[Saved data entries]
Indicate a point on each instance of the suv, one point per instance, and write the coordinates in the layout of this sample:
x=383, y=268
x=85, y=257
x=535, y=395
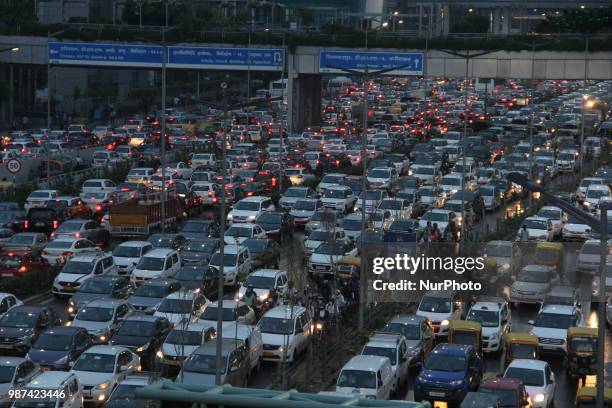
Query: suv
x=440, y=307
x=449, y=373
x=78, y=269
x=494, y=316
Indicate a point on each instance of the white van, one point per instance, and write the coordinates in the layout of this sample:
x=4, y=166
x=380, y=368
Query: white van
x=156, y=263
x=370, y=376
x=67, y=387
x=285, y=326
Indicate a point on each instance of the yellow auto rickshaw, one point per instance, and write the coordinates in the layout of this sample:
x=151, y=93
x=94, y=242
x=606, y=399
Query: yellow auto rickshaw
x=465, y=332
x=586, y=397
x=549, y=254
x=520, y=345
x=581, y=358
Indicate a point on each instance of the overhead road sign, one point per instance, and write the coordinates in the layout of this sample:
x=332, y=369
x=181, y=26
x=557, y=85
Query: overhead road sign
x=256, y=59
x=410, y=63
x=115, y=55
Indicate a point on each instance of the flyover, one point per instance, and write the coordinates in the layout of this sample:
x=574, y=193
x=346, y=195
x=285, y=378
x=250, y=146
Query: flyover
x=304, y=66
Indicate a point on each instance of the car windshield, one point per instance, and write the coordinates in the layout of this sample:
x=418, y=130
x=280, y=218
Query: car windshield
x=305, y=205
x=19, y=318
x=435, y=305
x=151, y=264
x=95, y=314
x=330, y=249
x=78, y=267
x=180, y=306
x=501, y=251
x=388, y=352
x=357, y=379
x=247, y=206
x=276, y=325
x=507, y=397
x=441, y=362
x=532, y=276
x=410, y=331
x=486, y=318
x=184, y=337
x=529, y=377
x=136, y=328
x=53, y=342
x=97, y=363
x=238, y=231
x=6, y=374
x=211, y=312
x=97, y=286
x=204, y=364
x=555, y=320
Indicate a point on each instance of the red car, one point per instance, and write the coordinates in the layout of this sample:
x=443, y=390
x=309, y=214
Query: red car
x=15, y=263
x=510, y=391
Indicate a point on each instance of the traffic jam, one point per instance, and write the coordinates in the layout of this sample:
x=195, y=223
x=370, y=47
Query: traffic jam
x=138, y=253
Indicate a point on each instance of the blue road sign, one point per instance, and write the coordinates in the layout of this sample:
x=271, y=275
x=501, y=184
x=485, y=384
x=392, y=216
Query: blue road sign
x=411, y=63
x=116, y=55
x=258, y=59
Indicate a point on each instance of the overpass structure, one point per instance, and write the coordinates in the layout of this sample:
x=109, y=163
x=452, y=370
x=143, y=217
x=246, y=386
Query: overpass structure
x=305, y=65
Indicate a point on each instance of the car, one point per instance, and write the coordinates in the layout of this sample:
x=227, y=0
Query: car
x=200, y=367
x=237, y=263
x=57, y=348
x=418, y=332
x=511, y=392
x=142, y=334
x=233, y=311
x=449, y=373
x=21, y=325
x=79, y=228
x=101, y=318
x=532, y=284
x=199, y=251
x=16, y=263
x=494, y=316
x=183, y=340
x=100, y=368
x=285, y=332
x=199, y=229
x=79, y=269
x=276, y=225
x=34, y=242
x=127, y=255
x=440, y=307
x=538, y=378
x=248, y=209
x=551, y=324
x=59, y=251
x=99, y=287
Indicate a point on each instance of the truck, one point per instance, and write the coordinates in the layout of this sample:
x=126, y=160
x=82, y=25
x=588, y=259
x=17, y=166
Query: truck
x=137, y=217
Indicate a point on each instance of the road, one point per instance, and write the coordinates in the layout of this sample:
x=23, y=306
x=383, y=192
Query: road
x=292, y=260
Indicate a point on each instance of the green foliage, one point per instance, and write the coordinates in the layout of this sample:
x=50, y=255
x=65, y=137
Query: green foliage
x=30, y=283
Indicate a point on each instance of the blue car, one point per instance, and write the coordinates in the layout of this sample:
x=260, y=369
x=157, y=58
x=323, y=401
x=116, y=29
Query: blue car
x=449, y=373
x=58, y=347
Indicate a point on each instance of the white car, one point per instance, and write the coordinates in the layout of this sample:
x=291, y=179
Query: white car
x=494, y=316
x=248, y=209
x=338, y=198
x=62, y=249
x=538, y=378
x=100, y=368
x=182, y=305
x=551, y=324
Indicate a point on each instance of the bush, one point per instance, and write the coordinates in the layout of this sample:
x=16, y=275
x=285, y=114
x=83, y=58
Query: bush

**Work to complete**. Identify how many lines in the entries above include the string "bush", then state that number alone.

**Result for this task**. 2